EXTRAIT DU DOCUMENT:
--------------------------------------------------
L’Irak a subi de nombreux changements durant les deux dernières décennies, qui ont eu un impact clair sur ses priorités sécuritaires et de renseignements, et depuis son occupation en 2003, les services de sécurité irakiens font face à d’énormes défis comme le passage des groupes terroristes d’al-Qaïda à Daech, ce dernier tentant de contrôler les grandes villes irakiennes pour former son soi-disant « califat islamique ».

La montée de Daech en 2014 a manifesté l’effondrement du système de renseignements irakiens qui a totalement échoué à prévoir le danger de l’organisation, ce qui a conduit à la perte par la République irakienne d’une grande partie de ses territoires au profit d’un groupe d’extrémistes armés.

Cet échec des renseignements irakiens s’explique par l’absence de leur stabilité structurelle. Ils sont passés dans leur histoire par des étapes décisives. Ils sont nés comme une unité sécuritaire à l’intérieur du Parti Baath, et avec l’arrivée d’Ahmad Hassan al-Bakr au pouvoir en 1968, Saddam transforma l’Unité sécuritaire à l’intérieur du Parti en service spécial chargé des renseignements intérieurs et extérieurs. Et en 1973, son nom fut changé en « Services des renseignements généraux irakiens », et Saddam s’assura qu’ils restent sous sa tutelle directe, tout le long de sa carrière comme cadre du Baath, puis vice-président de la République et enfin président.[i]

Avec la chute de Bagdad en avril 2003, les Services de renseignements irakiens furent supprimés et les autorités nouvelles de l’Irak fondèrent de nouveaux services de renseignements comprenant des éléments différents. C’est ainsi que le nouvel administrateur américain de l’Irak Paul Bremer prit la pire décision dans l’histoire de l’Irak moderne, à savoir le licenciement des employés irakiens dans l’armée et les renseignements sous prétexte de leurs sympathies baathistes et de leurs liens avec Saddam, ce qui provoqua un séisme dans les renseignements irakiens et leur fit perdre leur capacité à saisir les dangers sécuritaires.
--------------------------------------------------
ENTRÉES EXTRAITES:

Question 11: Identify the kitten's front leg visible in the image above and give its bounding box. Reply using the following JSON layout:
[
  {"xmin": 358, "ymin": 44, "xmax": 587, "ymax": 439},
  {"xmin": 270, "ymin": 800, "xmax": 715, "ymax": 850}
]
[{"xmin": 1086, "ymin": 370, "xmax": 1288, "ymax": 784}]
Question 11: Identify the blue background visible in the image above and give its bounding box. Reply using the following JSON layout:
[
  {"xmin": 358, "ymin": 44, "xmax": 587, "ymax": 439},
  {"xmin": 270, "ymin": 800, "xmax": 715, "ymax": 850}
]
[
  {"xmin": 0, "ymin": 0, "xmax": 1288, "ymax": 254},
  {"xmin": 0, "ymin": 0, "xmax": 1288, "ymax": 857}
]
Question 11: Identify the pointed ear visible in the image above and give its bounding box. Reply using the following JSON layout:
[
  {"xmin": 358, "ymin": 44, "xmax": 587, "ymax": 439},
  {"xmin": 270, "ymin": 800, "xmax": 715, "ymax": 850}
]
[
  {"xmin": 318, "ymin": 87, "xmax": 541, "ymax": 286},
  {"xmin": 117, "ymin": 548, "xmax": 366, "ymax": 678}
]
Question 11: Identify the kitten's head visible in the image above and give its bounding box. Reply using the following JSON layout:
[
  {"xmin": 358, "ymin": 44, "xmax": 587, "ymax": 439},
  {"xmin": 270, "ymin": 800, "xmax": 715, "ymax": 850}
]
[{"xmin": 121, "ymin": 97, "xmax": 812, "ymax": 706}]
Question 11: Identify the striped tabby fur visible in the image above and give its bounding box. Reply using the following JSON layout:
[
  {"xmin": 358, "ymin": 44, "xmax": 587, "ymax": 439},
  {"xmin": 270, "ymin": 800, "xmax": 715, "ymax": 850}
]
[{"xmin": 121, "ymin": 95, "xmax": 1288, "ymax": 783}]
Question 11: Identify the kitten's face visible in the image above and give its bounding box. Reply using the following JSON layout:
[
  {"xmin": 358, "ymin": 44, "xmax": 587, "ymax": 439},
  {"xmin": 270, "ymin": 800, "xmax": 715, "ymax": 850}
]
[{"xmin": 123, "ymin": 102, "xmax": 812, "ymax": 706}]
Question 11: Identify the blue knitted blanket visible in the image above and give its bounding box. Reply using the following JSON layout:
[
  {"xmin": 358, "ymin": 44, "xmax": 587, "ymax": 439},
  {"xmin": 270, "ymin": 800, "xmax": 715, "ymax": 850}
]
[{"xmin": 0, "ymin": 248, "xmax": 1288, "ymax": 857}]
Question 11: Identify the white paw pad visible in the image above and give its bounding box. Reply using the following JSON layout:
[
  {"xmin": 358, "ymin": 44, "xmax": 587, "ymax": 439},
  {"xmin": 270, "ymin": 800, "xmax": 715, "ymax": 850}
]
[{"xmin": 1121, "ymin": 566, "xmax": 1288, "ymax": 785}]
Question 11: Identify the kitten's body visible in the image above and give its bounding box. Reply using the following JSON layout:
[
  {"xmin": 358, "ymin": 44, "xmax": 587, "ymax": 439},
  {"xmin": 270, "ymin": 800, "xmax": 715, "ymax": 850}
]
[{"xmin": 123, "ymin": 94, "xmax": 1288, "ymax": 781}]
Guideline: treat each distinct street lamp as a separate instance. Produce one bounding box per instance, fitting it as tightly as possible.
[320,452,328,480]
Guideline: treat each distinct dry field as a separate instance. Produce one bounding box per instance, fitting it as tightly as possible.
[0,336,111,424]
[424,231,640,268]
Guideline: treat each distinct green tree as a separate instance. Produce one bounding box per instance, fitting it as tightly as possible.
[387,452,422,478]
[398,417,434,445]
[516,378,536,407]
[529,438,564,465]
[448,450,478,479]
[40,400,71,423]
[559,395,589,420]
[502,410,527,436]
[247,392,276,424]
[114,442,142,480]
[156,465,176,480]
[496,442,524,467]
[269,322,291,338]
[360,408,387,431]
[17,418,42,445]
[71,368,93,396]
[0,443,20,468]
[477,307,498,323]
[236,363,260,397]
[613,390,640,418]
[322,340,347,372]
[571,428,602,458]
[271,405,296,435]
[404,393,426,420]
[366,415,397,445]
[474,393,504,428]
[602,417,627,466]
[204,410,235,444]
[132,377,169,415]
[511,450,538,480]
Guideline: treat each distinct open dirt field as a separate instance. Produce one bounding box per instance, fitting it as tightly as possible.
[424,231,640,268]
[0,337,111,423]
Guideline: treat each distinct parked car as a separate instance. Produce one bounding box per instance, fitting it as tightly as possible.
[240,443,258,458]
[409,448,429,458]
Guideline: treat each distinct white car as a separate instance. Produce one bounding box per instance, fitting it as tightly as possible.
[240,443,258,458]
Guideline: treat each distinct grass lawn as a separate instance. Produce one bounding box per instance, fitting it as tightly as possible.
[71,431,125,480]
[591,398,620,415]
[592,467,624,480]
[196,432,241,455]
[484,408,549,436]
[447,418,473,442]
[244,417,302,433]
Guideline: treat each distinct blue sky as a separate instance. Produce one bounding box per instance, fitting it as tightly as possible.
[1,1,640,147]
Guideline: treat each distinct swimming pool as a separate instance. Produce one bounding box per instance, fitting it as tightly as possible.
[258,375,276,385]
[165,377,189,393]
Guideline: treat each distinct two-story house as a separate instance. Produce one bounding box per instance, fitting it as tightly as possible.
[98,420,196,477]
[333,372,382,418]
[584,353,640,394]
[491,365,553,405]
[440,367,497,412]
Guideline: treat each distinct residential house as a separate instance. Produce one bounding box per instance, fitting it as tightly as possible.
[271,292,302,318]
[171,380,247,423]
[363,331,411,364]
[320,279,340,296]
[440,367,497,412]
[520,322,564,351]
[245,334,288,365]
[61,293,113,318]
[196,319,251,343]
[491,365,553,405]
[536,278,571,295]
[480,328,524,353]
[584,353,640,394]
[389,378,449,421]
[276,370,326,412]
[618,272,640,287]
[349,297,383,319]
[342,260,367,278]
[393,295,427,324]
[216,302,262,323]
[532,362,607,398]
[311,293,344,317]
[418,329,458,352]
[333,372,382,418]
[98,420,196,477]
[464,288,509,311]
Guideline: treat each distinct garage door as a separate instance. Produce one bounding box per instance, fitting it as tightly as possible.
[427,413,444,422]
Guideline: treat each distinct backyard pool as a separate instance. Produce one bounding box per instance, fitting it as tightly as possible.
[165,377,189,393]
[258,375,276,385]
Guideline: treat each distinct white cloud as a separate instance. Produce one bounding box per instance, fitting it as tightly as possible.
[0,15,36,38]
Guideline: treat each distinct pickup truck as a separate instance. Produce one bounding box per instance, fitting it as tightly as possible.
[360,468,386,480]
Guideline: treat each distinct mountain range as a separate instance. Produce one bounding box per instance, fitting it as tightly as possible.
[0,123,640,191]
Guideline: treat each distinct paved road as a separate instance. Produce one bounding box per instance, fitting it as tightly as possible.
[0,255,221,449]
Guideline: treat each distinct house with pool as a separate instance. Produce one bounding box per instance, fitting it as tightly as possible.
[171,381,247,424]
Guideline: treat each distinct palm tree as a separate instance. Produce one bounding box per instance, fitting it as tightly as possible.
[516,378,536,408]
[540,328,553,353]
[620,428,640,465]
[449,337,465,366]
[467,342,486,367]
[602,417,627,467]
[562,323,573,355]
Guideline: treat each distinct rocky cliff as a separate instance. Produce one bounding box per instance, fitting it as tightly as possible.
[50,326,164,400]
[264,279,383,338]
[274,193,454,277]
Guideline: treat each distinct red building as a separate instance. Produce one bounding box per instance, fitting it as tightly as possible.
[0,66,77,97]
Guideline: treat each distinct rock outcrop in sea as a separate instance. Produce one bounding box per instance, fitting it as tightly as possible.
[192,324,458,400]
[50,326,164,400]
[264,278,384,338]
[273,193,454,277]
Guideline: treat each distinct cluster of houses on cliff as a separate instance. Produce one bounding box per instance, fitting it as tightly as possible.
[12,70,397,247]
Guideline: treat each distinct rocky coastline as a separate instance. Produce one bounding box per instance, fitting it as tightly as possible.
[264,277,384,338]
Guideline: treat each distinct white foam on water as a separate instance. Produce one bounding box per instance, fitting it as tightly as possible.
--------------------------------------------------
CONSIGNES ÉCRITES:
1. D'après l'extrait sur les renseignements irakiens, pourquoi la République irakienne a-t-elle perdu une grande partie de ses territoires lors de la montée de Daech en 2014 ? Répondez en une à trois phrases.
2. Répondez à ces questions sur l'extrait consacré aux renseignements irakiens :
(a) En quelle année Ahmad Hassan al-Bakr est-il arrivé au pouvoir ?
(b) Quel nom le service a-t-il reçu en 1973 ?
(c) Quel administrateur américain a décidé le licenciement des employés irakiens de l'armée et des renseignements ?
3. Rédigez, s'il vous plaît, la suite de l'extrait sur les renseignements irakiens, à partir de sa dernière phrase.

RÉPONSES RÉDIGÉES:
1. Le système de renseignements irakiens s'est effondré et a totalement échoué à prévoir le danger de l'organisation. Cet échec a conduit à la perte d'une grande partie du territoire irakien au profit d'un groupe d'extrémistes armés.

2.
(a) En 1968.
(b) « Services des renseignements généraux irakiens ».
(c) Paul Bremer.

3.
Les nouveaux services inaugurés en 2004 sous le nom de « Services de renseignements nationaux irakiens », eurent une naissance difficile, et furent incapables de comprendre tous les aspects du danger qui menaçait le peuple irakien, ce qui provoqua une grande instabilité sécuritaire dont profitèrent les groupes terroristes et confessionnels.

La stabilité structurelle est l’un des traits qui caractérisent les services de sécurité en général, en leur permettant de déterminer la spécificité des menaces qu’ils doivent affronter, tout en changeant les dirigeants pour présenter de nouvelles visions plus adaptées. Parfois, les services de renseignements élargissent leurs structures fonctionnelles, créent de nouvelles structures, ou fusionnent leurs unités sécuritaires dans le but d’améliorer la préparation de leurs éléments au niveau des informations, ce qui permet de suivre les stratégies sophistiquées des éléments terroristes.

Récemment, l’Irak a réussi, grâce à l’aide des pays de la coalition internationale (qui s’appuyait surtout sur des informations des services de renseignements extrêmement précis), à vaincre l’organisation Daech et son soi-disant Etat, et à libérer Mossoul en juillet 2017, et l’armée irakienne continue à libérer les autres régions occupées par Daech. Ces succès militaires ont soulevé de nouvelles questions sur le rôle des renseignements irakiens face aux dangers et défis de l’après-Daech.

 

Premier point : changement des priorités des renseignements irakiens

Après l’invasion américaine de l’Irak en 2003, les renseignements irakiens furent totalement dissous, du fait qu’ils étaient le bras sécuritaire du régime baathiste de Saddam Hussein. Avant qu’ils ne soient reconstitués selon une nouvelle philosophie, celle de la lutte contre les groupes terroristes surtout après la montée des actes de violence confessionnelle de 2006 à 2008.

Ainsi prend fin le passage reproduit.